### Texte fourni
§ §

INVASION DE L'UKRAINE : COMME DES AVEUGLES...

 

La parabole des aveugles - Bruegel 

« Quand on secoue le tamis, il reste les déchets », disait le Sage Ben Sira dans la première lecture de ce dimanche.

Eh bien, le tamis, il est fameusement secoué pour le moment !

La guerre qui sévit en Ukraine fait trembler les occidentaux, pour qui une telle violation du droit international était impensable. On croyait la guerre froide enterrée, et les fusils définitivement rangés au fond des casernes… Les événements de jeudi dernier nous montrent brutalement qu’il n’en est rien.

Guerre en Irak, guerre en Syrie, guerre au Yémen, au Mali, au Soudan, en Tchétchénie, en Afghanistan… Toutes ces guerres semblaient si lointaines, même si des contingents de l’Onu ou des forces européennes étaient impliquées. Aujourd’hui, c’est en Europe, sur notre continent, que cela se déroule. Et sous nos yeux, en direct !

Apeuré par les menaces à peine voilées du président Poutine de déclencher le feu nucléaire si l’on se mêlait de vouloir l’empêcher d’accomplir sa mission de 'purification' et de 'libération' de l’Ukraine, le monde est paralysé. Les condamnations verbales et les sanctions économiques n’y changent pas grand-chose. On prend acte du fait, et de notre impuissance.

§ §

### Consigne 1
Résumez en deux phrases le paragraphe du texte sur l'invasion de l'Ukraine qui commence par « Apeuré par les menaces », en gardant ses faits essentiels.
### Consigne 2
Modifiez le passage du texte sur l'invasion de l'Ukraine en commençant à « La parabole des » et en terminant à « pour le moment ! », en remplaçant « tamis » par « crible ».

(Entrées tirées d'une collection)
§ §

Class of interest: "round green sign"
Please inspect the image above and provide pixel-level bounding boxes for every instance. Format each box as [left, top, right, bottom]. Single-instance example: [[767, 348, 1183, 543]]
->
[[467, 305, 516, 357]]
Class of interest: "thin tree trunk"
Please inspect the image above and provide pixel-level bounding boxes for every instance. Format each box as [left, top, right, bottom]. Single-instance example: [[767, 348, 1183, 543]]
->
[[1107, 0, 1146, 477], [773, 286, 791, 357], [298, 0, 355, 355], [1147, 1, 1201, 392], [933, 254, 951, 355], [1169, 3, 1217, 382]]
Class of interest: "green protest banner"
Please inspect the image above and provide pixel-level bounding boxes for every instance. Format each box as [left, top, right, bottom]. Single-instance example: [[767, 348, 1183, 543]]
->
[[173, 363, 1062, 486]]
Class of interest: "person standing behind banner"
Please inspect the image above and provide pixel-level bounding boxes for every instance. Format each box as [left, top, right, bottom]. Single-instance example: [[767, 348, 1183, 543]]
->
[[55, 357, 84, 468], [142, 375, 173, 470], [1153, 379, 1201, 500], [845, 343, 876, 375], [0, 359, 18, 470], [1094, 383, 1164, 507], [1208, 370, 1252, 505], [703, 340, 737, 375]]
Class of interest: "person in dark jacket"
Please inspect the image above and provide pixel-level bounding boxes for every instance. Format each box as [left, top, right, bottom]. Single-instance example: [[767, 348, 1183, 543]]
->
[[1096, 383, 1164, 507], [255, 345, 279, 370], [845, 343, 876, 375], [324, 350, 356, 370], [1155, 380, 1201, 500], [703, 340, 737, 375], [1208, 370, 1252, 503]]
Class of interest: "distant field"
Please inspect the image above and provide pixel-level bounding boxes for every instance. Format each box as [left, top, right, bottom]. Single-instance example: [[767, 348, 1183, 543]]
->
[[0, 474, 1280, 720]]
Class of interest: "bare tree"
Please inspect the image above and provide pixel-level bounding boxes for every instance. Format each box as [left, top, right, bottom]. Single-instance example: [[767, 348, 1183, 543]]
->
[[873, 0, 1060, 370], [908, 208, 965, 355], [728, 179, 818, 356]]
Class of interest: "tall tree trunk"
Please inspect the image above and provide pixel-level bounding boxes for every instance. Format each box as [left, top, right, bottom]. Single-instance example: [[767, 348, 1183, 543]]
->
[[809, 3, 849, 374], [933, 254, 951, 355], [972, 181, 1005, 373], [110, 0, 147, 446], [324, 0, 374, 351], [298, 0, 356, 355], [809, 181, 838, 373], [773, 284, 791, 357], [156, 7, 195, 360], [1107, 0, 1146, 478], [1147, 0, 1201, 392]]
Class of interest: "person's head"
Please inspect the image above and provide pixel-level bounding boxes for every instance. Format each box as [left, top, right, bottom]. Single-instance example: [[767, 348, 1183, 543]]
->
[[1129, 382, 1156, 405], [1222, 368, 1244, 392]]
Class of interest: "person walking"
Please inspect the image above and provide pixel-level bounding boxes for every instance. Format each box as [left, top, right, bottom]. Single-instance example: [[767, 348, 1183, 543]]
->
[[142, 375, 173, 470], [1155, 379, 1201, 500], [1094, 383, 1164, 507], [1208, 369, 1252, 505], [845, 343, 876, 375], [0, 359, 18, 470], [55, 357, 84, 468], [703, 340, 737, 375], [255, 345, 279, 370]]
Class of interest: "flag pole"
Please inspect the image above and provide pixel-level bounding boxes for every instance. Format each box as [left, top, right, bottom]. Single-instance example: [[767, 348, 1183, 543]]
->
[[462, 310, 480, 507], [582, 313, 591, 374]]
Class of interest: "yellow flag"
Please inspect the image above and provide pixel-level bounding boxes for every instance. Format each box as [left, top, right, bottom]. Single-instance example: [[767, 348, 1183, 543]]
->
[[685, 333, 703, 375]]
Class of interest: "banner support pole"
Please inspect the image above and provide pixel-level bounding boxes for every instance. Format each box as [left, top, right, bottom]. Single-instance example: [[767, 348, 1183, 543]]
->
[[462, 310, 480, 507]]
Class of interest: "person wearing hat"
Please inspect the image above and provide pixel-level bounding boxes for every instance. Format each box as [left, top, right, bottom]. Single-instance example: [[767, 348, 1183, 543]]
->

§ §

### Corrigé 1
Le monde est paralysé par les menaces à peine voilées du président Poutine de déclencher le feu nucléaire si l'on cherchait à l'empêcher d'accomplir sa mission de « purification » et de « libération » de l'Ukraine. Condamnations verbales et sanctions économiques n'y changent pas grand-chose, et l'on prend acte du fait comme de notre impuissance.

### Corrigé 2
La parabole des aveugles - Bruegel 

« Quand on secoue le crible, il reste les déchets », disait le Sage Ben Sira dans la première lecture de ce dimanche.

Eh bien, le crible, il est fameusement secoué pour le moment !